Assigned task
Please give back, word for word, only the lines starting at the one containing "point(776, 766)" and ending at the one containing "point(1119, 144)" within the material below.

*** Given records Section Begins ***

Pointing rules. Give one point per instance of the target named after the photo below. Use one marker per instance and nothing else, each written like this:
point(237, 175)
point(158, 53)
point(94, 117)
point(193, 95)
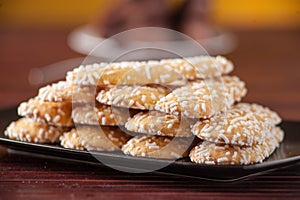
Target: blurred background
point(34, 34)
point(246, 14)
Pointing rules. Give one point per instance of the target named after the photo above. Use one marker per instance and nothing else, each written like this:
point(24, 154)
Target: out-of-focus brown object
point(194, 20)
point(190, 18)
point(130, 14)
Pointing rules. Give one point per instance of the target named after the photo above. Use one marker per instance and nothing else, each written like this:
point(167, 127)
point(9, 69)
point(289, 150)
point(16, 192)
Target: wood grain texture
point(267, 61)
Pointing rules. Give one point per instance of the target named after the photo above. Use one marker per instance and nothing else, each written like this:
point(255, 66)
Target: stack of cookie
point(162, 104)
point(47, 118)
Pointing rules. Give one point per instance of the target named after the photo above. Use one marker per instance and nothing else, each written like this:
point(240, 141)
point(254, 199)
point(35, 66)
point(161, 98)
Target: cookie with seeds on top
point(135, 97)
point(28, 130)
point(245, 124)
point(63, 91)
point(102, 138)
point(101, 114)
point(53, 113)
point(224, 154)
point(158, 123)
point(123, 73)
point(71, 140)
point(203, 99)
point(158, 147)
point(166, 71)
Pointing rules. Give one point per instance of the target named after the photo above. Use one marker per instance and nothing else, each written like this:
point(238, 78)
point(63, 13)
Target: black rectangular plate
point(287, 154)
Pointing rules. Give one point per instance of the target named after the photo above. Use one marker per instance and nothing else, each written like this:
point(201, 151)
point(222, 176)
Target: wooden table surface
point(268, 61)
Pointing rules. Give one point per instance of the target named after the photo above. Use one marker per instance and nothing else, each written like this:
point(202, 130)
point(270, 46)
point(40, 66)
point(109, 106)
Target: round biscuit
point(53, 113)
point(157, 147)
point(28, 130)
point(239, 125)
point(204, 98)
point(158, 123)
point(224, 154)
point(101, 114)
point(166, 71)
point(135, 97)
point(63, 91)
point(102, 138)
point(71, 140)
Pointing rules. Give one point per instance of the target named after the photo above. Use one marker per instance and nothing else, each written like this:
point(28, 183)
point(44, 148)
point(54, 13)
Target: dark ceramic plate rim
point(182, 168)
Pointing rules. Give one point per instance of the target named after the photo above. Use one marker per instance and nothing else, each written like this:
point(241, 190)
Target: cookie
point(71, 140)
point(240, 125)
point(224, 154)
point(53, 113)
point(28, 130)
point(157, 147)
point(123, 73)
point(102, 138)
point(204, 98)
point(167, 71)
point(158, 123)
point(63, 91)
point(135, 97)
point(101, 114)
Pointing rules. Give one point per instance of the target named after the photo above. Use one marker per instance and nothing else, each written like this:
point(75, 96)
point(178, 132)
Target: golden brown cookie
point(157, 147)
point(245, 124)
point(53, 113)
point(71, 140)
point(28, 130)
point(203, 99)
point(158, 123)
point(135, 97)
point(101, 114)
point(223, 154)
point(63, 91)
point(167, 71)
point(102, 138)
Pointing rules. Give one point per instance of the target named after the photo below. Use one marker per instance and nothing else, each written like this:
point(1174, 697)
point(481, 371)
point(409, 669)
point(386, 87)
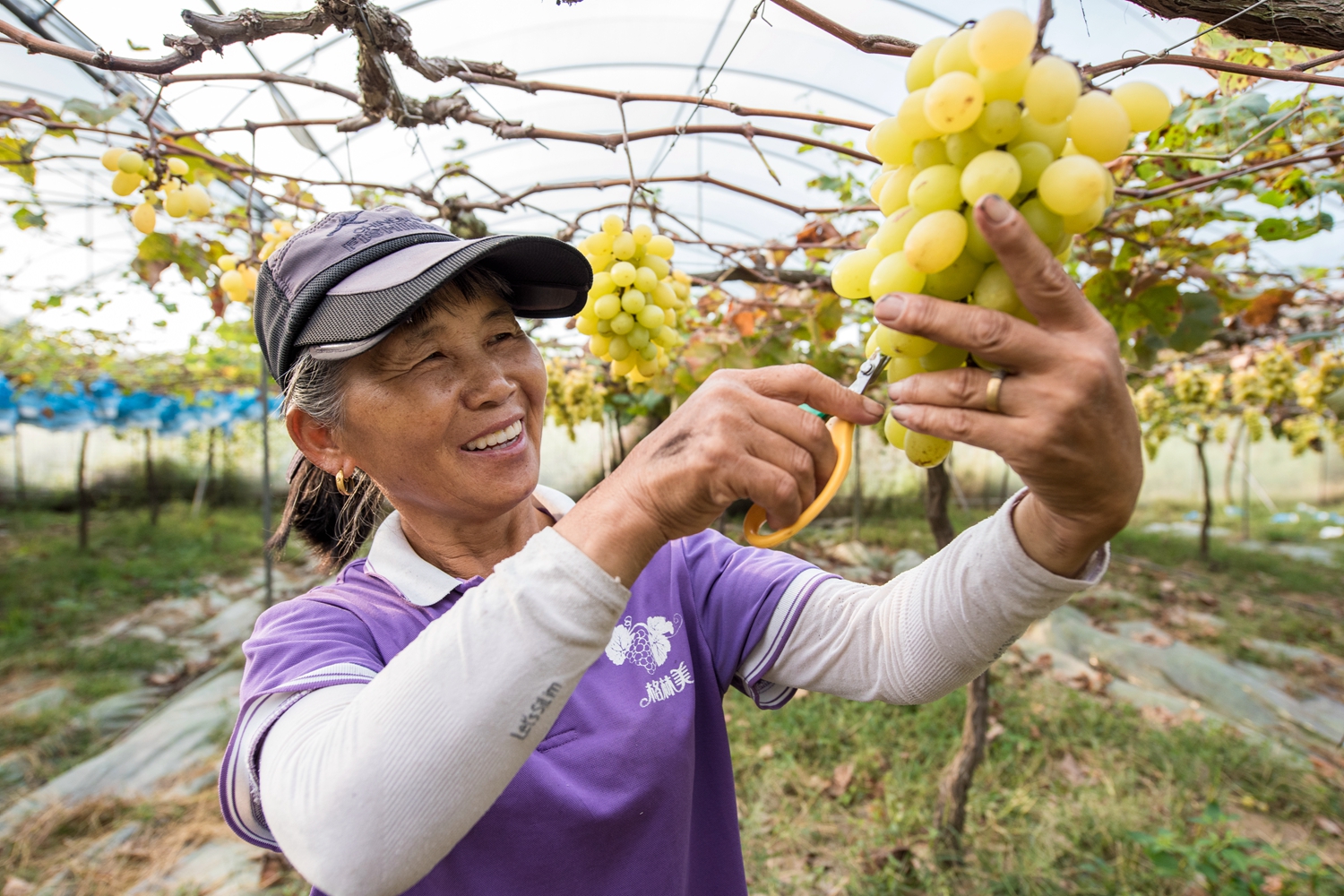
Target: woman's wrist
point(1059, 544)
point(612, 530)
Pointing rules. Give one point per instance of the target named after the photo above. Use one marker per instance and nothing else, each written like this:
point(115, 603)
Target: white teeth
point(497, 437)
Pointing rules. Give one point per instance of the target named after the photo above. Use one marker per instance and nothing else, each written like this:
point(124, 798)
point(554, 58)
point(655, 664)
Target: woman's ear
point(317, 443)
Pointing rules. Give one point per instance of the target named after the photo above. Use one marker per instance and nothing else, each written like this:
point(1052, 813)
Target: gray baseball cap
point(339, 287)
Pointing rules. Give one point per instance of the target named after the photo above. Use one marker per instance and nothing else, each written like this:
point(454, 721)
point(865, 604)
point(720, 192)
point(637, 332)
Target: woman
point(515, 694)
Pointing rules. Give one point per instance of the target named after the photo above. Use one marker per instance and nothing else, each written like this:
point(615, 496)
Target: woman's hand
point(739, 435)
point(1066, 425)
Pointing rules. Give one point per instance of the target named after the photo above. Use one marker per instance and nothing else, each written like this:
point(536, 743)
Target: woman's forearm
point(930, 630)
point(367, 788)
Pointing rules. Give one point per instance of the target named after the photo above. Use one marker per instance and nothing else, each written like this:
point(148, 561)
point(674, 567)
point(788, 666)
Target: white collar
point(392, 557)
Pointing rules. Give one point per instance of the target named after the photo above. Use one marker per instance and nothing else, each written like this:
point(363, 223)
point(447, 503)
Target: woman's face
point(445, 414)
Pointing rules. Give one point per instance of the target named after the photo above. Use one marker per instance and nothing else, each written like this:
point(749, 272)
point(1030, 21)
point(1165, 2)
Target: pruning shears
point(841, 435)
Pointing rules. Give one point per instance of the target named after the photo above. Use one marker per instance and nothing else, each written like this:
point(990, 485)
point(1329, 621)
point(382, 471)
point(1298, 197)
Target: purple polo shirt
point(632, 788)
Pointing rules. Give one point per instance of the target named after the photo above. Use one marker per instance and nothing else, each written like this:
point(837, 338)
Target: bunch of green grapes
point(177, 196)
point(636, 301)
point(238, 279)
point(981, 118)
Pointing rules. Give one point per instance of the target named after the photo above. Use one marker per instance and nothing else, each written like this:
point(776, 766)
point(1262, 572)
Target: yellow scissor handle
point(841, 433)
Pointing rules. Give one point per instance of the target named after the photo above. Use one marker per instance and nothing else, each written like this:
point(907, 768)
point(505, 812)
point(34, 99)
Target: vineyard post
point(82, 492)
point(151, 482)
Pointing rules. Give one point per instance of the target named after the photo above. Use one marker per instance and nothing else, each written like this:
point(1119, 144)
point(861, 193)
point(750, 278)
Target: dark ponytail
point(333, 524)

*** Given records Section Ends ***

Response to this exercise
point(776, 766)
point(1262, 572)
Target: yellow scissor handle
point(841, 433)
Pointing rules. Give one point per instance of the target named after the photo above. Use one marker per instance and nothing else, each written like this:
point(907, 768)
point(505, 812)
point(34, 99)
Target: vineyard post
point(82, 492)
point(151, 482)
Pointing rules. Give one point per instance of the target named after the photo above. Use one marker per instance and nothing else, each written like this:
point(1119, 144)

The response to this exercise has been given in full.